- EXERCISE TASK -
Please copy the listing below word for word, from its first line through the line containing "192, 164, 939, 300", both included.

- SUPPLIED INFORMATION -
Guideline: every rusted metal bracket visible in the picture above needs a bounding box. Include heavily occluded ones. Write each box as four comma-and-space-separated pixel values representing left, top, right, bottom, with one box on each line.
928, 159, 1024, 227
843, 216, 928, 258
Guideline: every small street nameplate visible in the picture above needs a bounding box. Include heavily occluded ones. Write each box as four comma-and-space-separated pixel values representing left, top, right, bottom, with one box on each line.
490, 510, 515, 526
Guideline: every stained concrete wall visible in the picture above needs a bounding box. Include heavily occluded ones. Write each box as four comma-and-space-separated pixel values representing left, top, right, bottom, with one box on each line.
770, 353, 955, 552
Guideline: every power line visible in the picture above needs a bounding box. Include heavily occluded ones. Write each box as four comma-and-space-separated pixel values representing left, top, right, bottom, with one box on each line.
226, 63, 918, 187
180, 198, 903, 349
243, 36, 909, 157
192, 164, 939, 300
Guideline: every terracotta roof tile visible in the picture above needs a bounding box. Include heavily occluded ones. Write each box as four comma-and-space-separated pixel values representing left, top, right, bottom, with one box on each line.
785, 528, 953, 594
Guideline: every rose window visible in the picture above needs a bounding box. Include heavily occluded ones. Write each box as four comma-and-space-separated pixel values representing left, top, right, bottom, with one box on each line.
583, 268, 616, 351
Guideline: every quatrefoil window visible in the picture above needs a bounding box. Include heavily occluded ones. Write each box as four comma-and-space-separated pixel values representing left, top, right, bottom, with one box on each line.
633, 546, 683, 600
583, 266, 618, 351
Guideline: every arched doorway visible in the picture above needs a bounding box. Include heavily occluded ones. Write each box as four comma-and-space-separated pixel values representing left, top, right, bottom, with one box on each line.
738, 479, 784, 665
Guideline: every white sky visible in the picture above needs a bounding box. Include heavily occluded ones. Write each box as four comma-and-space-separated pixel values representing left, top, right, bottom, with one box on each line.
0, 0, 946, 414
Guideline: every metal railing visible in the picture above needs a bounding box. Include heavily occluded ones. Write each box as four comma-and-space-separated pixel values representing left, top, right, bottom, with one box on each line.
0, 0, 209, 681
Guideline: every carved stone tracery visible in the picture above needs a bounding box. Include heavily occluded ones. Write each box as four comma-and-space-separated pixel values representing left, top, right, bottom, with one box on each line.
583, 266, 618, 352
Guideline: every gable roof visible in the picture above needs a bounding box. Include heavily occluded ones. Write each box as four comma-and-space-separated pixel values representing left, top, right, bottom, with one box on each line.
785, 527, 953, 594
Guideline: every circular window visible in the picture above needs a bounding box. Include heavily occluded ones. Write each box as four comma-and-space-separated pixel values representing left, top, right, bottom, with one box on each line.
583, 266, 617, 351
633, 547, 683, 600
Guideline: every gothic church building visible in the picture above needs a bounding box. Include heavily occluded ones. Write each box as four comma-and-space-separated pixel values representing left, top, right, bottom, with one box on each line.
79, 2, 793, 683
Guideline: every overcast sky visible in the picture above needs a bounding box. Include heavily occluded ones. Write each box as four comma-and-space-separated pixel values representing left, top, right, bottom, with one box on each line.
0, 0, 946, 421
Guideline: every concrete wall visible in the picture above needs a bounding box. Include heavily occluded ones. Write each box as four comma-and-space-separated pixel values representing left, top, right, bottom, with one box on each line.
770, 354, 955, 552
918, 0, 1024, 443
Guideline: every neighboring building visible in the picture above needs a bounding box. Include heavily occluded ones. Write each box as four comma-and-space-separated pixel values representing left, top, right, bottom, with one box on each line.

- WRITTEN RESPONSE -
Guideline: every rusted metal bracket visible in the picture above needs a bounding box. Include heavily occluded ones. Write each box as four comma-and-space-separated pixel values representing left, top, right, bottom, with one box on each line.
928, 159, 1024, 227
843, 216, 928, 258
Guideline: every small street nameplate visible in the picture above needs a bounding box. Include heavily occluded ones. Write each box as four comma-and-space-separated pixel values representing left, top, right, bottom, with one box on each line.
490, 510, 515, 526
Guideline: every stained concrete wall visible in the picture above needs a bounding box. Include heavily occluded ones. Write each box as four comma-and-space-separated pixel values representing left, top, right, bottom, with one box on each line.
770, 353, 955, 552
Guideline: every power line visible in the picture above needs a bounding box. Include heavily occluded ones. Write each box as four comma-and-space-separated pixel values representing left, top, right, bottom, with one box on each line.
226, 63, 918, 187
180, 198, 903, 349
243, 36, 909, 157
192, 164, 939, 300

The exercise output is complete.